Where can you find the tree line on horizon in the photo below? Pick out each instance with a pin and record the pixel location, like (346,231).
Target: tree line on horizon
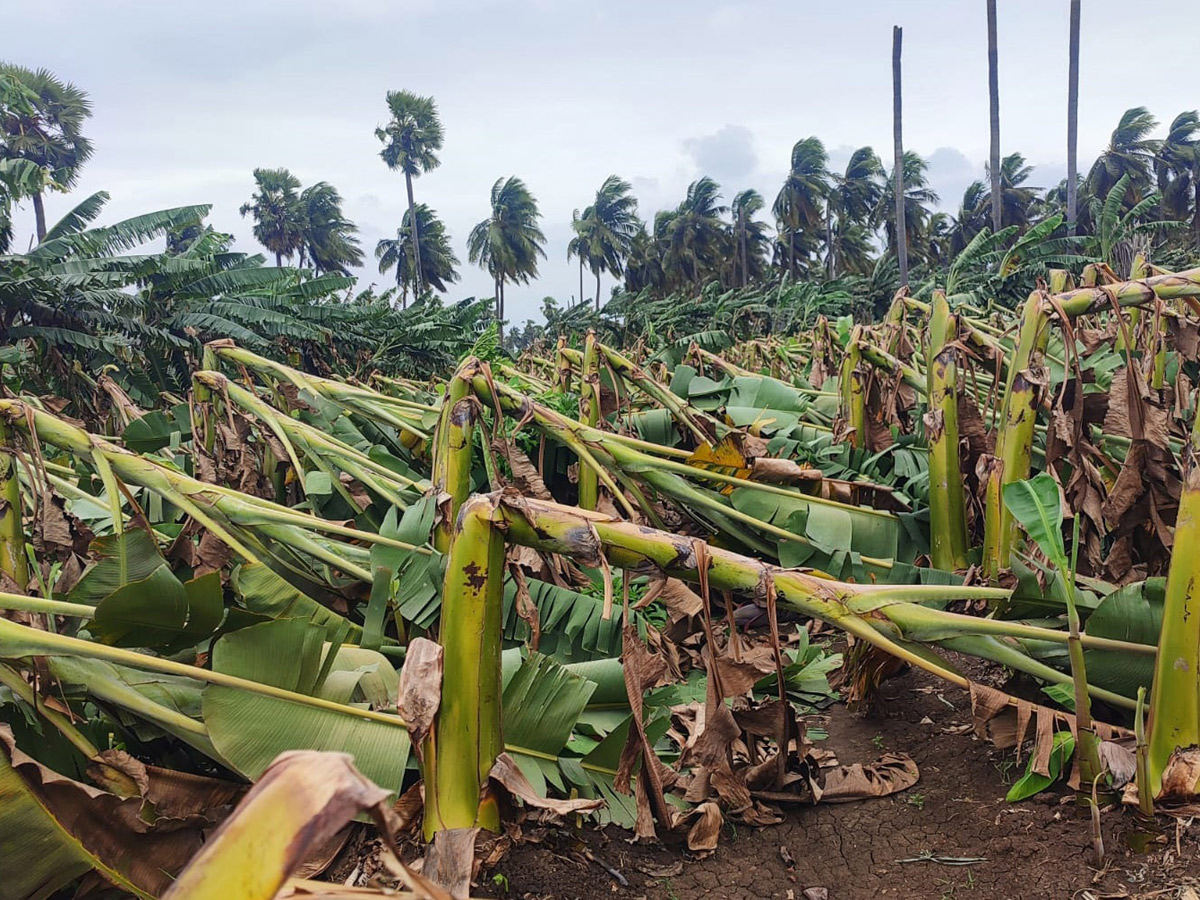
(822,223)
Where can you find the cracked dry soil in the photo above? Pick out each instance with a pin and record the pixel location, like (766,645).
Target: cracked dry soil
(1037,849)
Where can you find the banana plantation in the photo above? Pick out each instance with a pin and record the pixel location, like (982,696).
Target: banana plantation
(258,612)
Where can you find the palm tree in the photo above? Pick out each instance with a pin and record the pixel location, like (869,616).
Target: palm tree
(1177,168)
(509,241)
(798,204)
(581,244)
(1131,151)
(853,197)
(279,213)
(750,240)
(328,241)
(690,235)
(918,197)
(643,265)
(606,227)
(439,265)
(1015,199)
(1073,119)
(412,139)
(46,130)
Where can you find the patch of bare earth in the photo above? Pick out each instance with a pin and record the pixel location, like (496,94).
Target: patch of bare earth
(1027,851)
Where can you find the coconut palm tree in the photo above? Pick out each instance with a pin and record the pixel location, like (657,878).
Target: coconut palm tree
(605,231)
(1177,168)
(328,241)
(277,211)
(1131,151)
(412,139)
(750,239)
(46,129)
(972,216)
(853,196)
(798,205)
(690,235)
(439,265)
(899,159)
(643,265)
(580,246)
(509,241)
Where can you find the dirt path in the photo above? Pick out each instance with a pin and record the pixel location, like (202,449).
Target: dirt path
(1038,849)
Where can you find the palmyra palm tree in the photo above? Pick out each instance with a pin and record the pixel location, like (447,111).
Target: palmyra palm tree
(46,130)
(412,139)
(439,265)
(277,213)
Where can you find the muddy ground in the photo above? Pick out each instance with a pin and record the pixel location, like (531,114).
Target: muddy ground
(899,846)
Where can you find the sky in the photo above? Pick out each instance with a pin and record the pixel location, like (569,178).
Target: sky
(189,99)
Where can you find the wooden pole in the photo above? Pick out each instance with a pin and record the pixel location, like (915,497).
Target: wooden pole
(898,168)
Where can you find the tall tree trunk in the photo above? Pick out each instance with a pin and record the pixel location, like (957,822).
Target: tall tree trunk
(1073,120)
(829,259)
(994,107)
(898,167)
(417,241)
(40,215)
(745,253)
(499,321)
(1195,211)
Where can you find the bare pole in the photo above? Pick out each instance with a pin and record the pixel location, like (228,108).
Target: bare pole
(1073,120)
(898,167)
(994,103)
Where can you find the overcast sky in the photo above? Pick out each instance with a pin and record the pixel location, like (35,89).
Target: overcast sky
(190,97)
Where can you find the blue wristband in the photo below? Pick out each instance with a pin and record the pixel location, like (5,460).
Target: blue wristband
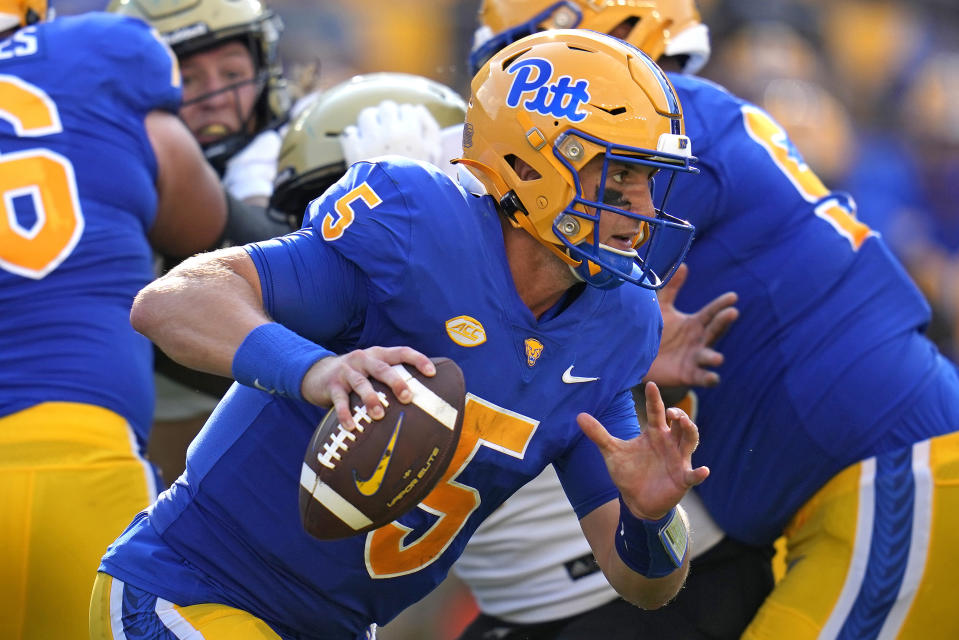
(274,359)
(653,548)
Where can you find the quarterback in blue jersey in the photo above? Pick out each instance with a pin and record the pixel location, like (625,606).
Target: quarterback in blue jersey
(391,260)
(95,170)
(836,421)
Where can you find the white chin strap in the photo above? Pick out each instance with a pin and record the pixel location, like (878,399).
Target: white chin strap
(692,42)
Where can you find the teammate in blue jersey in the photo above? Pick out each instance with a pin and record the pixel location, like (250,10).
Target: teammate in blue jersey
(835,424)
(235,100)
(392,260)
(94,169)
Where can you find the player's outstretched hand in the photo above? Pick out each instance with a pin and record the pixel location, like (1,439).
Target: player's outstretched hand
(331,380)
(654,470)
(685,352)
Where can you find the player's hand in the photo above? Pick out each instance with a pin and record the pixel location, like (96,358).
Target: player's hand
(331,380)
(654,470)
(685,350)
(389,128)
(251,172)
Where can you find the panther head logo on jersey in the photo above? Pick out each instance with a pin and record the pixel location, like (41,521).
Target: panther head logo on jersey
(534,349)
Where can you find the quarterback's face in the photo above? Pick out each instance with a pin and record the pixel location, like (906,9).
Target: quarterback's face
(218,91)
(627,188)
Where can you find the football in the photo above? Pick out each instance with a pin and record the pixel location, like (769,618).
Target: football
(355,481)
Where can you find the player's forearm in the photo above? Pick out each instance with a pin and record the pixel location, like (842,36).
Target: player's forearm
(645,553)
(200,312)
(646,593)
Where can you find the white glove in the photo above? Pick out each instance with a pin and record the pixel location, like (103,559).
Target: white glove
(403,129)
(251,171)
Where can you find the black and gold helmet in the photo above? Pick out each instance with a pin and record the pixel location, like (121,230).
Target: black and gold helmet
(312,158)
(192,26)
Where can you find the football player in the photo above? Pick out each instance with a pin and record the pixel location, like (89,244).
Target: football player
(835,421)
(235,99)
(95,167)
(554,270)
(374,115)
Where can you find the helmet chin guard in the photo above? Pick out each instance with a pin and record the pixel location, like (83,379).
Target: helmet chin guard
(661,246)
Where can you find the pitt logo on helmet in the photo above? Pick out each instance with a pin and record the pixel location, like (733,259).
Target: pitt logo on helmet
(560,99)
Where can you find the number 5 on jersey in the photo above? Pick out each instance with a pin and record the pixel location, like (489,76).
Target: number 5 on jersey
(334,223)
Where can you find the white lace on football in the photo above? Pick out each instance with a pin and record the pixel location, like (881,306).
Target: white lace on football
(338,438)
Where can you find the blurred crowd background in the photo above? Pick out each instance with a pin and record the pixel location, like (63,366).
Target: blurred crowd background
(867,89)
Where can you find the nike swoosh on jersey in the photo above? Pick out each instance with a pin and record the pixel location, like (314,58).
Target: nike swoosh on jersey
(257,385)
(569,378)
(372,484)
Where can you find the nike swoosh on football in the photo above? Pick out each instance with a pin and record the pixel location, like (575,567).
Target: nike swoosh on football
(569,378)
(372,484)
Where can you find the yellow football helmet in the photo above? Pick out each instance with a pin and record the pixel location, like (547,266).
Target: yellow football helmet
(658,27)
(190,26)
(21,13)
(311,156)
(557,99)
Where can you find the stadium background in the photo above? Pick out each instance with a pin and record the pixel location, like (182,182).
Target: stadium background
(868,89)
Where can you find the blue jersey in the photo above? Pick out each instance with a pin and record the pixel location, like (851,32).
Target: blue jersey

..........

Requirements
Return each line of the data, keeping its wording exact and omitting pictures.

In response
Where can you find the tree line on horizon in the photo below? Pick out each instance with a pin and record the pixel location, like (346,231).
Target: tree line on horizon
(822,223)
Where can you find the cracked dry soil in the photo above? Pick out each instance with a pin and record the pixel location, like (766,645).
Target: cracked dry soil
(1037,849)
Where can you find the banana plantation in the photo above? Pick out each instance with a pin and record the pixel location, like (982,696).
Target: banana plantation
(258,612)
Where can you find the palm tree in the photo above? Pick out each instance with a pin and record the pixel location, like (869,616).
Target: palm tree
(1177,168)
(509,241)
(798,204)
(581,244)
(1131,151)
(853,197)
(279,213)
(750,240)
(328,241)
(690,235)
(918,197)
(643,265)
(606,227)
(439,265)
(1015,199)
(1073,119)
(412,139)
(46,130)
Where can you find the patch of bare earth in the photo above? Pick out each instance with a pin and record the pixel location, like (496,94).
Target: patch of bare earth
(1027,851)
Where can you find the coconut palm tree in the photo above? Pick out each instance with a pin and record the pixel location, like (657,878).
Target: coconut palm tree
(605,231)
(1177,168)
(328,241)
(277,211)
(1131,151)
(412,139)
(750,239)
(46,129)
(972,216)
(853,196)
(798,205)
(690,235)
(439,265)
(899,159)
(643,265)
(580,246)
(509,241)
Where can you find the dirt path in the photo above? Pick out each instance with a pin and record the pixel location, like (202,449).
Target: dirt path
(1038,849)
Where can you find the palmyra palm tree in the photo above? Pick out each instance with a pin and record the pixel location, like (447,111).
Target: palmyra palm tree
(46,130)
(412,139)
(439,265)
(277,213)
Where can you find the muddy ground in the photo above? Pick out each instance with a pin and record the pixel location, like (531,114).
Target: muddy ground
(899,846)
Where can you find the sky in the photo above? Pick out each instance with a pin and record the pixel location, like (569,178).
Target: sky
(189,99)
Where can you find the wooden pole in the photo above? Pick out each instance with a pin and record the pixel location, like (915,497).
Target: wooden pole
(898,168)
Where can you find the tall tree trunk in the photo above? Pick out each instance with a pin and record the pixel location, like (957,822).
Target: tall tree trunk
(1073,120)
(829,259)
(994,107)
(898,167)
(417,241)
(40,215)
(745,253)
(499,321)
(1195,211)
Where can you find the bare pole in the photo above? Pick out each instance with a pin and record the pixel location, like (228,108).
Target: bare pole
(1073,120)
(898,167)
(994,103)
Where can you find the overcast sky in the photo above? Pick out each instance with a pin and record the pixel location, like (35,89).
Target: overcast sky
(190,97)
Where can you find the blue wristband in the photo below? Pick out each instance with a pin and record the pixel location, like (5,460).
Target: blue wristband
(274,359)
(653,548)
Where can you find the quarterback in blue jersey in the photo above? Pick out each instance with a pin and record the pixel location, like (625,606).
Target: quarterback in blue jersey
(391,260)
(95,170)
(836,421)
Where can you find the white chin strap in the photo above? Pick out each instance with a pin and record the pixel location, like (878,399).
Target: white chin strap
(692,42)
Where can you find the teammate in blue jersey in the photo above? Pick out each instance with a pin and record the pixel location, like (250,10).
Target: teammate in blue jersey
(835,424)
(235,100)
(392,260)
(94,169)
Where can you find the player's outstretched hand in the photo above? Pick out each instance with a pin and record the pixel location, like (1,439).
Target: player's outstretched hand
(331,380)
(654,470)
(685,352)
Where can you find the player's hand in the photo above? Pick out each instance with a pin and record the pixel location, like (96,358).
Target: player's hand
(331,380)
(654,470)
(685,350)
(389,128)
(251,172)
Where can you find the panther head logo on jersey in the photo above? Pick out each instance with a pin and record the pixel location, like (41,521).
Target: panther head logo on jersey
(534,349)
Where can you find the quarterback's face in the photo above? Pick out each instance with a pin and record the pixel location, like (906,9).
Target: quarterback's face
(218,91)
(627,188)
Where can you find the football in the photo above? Pick out each instance with a pin and record the pixel location, like (769,618).
Target: football
(355,481)
Where can you find the player's forearm in the photo above? Pick out each instance with a pin and record the pixel location, like (842,36).
Target: player's forearm
(645,553)
(200,312)
(646,593)
Where can you find the white glove in the photo above? Pick out each instance with a pin and record the pixel location, like (103,559).
Target: white glove
(403,129)
(251,171)
Where can you find the black and gold helmet in the photo above? Pick out each instance with a pin and record the pixel location, like (121,230).
Target: black and gold helmet
(312,158)
(192,26)
Where can you find the football player in the photo above? Pick out each instance with a pin and record the pixel location, like (89,244).
Target: football player
(835,421)
(235,99)
(95,167)
(554,270)
(374,115)
Where can you find the helmet chin guard in the photo above? Pick out each instance with a pin and record the pixel location, like (83,379).
Target: helmet chin guard
(661,246)
Where can you find the pitt logo on helmet in the photo above? Pick out each instance with a pin and record the pixel location, like (733,259).
Target: pitt logo on helmet
(560,99)
Where can you find the number 5 on jersey in the photo above? Pick out each instance with a pin and record the pixel location, like (489,76).
Target: number 5 on jersey
(334,223)
Where can you find the white lace on football in the photo above? Pick out each instance with a pin and record the pixel location, like (881,306).
Target: white lace on football
(338,438)
Where can you find the blurred crowd background in the photo above? Pick out each instance with a pin and record the pixel location, like (63,366).
Target: blurred crowd background
(867,89)
Where can you find the nike swoosh on jersey in the photo above? Pick out each instance with a pin and record the pixel location, like (314,58).
Target: nike swoosh on jersey
(257,385)
(569,378)
(372,484)
Where can you find the nike swoosh on football in the photo above? Pick out each instance with a pin and record the pixel location, like (575,567).
Target: nike swoosh on football
(569,378)
(372,484)
Where can you find the yellow football helmet in the photo above? Pick out each instance with a pin and record the pixel location, like (547,266).
Target: yellow football helmet
(658,27)
(190,26)
(21,13)
(311,156)
(557,99)
Where can you find the stadium background in the photo above? Pick out each instance with a pin and record the pixel location, like (182,182).
Target: stadium background
(868,89)
Where can you find the blue jersey in the photo above? Pick out each instance with a pin and record the pixel location, like (851,32).
Target: blue jersey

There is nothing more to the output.